Saved entries
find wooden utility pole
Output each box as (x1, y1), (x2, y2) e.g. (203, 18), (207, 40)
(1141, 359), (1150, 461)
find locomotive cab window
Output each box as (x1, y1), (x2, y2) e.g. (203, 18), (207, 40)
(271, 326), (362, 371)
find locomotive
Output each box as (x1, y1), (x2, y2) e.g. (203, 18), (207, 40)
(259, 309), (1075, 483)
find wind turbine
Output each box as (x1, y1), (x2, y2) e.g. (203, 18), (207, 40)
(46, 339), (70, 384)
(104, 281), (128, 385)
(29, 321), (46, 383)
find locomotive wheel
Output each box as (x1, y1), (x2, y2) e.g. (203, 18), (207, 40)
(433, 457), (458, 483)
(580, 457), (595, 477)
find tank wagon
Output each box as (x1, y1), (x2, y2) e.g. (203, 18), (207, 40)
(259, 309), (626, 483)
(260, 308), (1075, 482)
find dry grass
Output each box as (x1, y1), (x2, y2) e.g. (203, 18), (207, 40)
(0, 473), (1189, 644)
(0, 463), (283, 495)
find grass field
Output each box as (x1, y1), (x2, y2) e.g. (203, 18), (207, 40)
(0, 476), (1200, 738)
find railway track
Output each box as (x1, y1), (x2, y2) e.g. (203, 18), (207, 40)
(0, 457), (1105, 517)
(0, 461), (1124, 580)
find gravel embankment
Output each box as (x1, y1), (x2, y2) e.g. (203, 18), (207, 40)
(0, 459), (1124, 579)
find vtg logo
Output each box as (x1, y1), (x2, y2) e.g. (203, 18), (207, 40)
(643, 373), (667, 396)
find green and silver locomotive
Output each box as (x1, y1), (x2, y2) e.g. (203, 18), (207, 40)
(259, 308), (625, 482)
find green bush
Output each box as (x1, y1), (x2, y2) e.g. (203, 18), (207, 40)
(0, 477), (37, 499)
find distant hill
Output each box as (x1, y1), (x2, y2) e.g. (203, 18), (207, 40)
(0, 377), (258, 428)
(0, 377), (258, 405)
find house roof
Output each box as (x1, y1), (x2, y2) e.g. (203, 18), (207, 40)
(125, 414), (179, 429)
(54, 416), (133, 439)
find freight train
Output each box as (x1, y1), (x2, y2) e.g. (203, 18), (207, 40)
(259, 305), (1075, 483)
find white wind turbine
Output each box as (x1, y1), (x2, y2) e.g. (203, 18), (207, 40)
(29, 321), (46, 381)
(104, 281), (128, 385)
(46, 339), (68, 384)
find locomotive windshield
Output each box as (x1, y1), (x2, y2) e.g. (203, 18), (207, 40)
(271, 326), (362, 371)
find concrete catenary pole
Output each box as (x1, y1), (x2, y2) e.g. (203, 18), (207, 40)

▶ [What the task requires]:
Rename "locomotive" to "engine" everywhere in the records, and write out every line again with nothing else altered.

▶ [Answer to this exercise]:
find wooden utility pole
Output each box as (x1, y1), (x2, y2) e.g. (203, 18), (207, 40)
(1141, 359), (1150, 461)
find engine cab window
Output each box as (x1, y1), (x2, y2) e.g. (203, 18), (207, 40)
(271, 326), (362, 371)
find engine
Output each box as (x1, y1), (x2, y2) e.g. (203, 18), (207, 40)
(259, 309), (1075, 483)
find wind turbine
Output each box as (x1, y1), (x2, y2) e.g. (203, 18), (207, 40)
(46, 339), (70, 384)
(104, 281), (128, 385)
(29, 321), (46, 383)
find engine wheel
Output each box as (x1, y1), (x2, y2) e.g. (203, 18), (207, 40)
(433, 457), (458, 483)
(580, 457), (595, 477)
find tank wagon
Output each box as (x1, y1), (x2, y2) e.g. (203, 18), (207, 40)
(259, 309), (626, 483)
(260, 308), (1075, 482)
find dry grass
Output each box as (x1, y1), (x2, y2) e.g. (203, 18), (207, 40)
(0, 473), (1189, 644)
(0, 463), (283, 495)
find grass field
Output each box as (x1, y1), (x2, y2) e.g. (203, 18), (207, 40)
(0, 476), (1200, 738)
find railway track
Output each box as (x1, y1), (x2, y2) e.g. (203, 18), (207, 40)
(0, 457), (1105, 517)
(0, 461), (1124, 580)
find gravel embankment
Output each box as (x1, y1), (x2, y2) e.g. (203, 18), (207, 40)
(0, 459), (1124, 579)
find vtg logo
Output each box as (x1, y1), (x2, y2) e.g. (203, 18), (207, 40)
(643, 373), (667, 396)
find green and silver engine
Output each box as (x1, y1), (x2, y2) e.g. (203, 18), (207, 40)
(259, 308), (625, 482)
find green bush
Output each box as (x1, y1), (x2, y2) e.g. (203, 18), (207, 40)
(0, 477), (37, 499)
find distant hill
Output each box as (x1, y1), (x2, y2) e.g. (203, 18), (207, 40)
(0, 377), (258, 428)
(0, 377), (258, 405)
find house roof
Output each box as (x1, y1), (x2, y2) e.g. (203, 18), (207, 40)
(125, 414), (179, 429)
(54, 416), (133, 439)
find freight train
Output each box as (x1, y1), (x2, y2) e.g. (203, 18), (207, 40)
(259, 305), (1075, 483)
find white wind turbine
Output each box as (x1, y1), (x2, y2) e.g. (203, 18), (207, 40)
(29, 321), (46, 381)
(104, 281), (128, 385)
(46, 339), (68, 384)
find engine windshield
Output each box as (x1, y1), (x2, y2) e.g. (203, 18), (207, 40)
(271, 326), (362, 371)
find concrete catenary pole
Output each box as (x1, y1), (x2, y2) e.g. (203, 18), (207, 40)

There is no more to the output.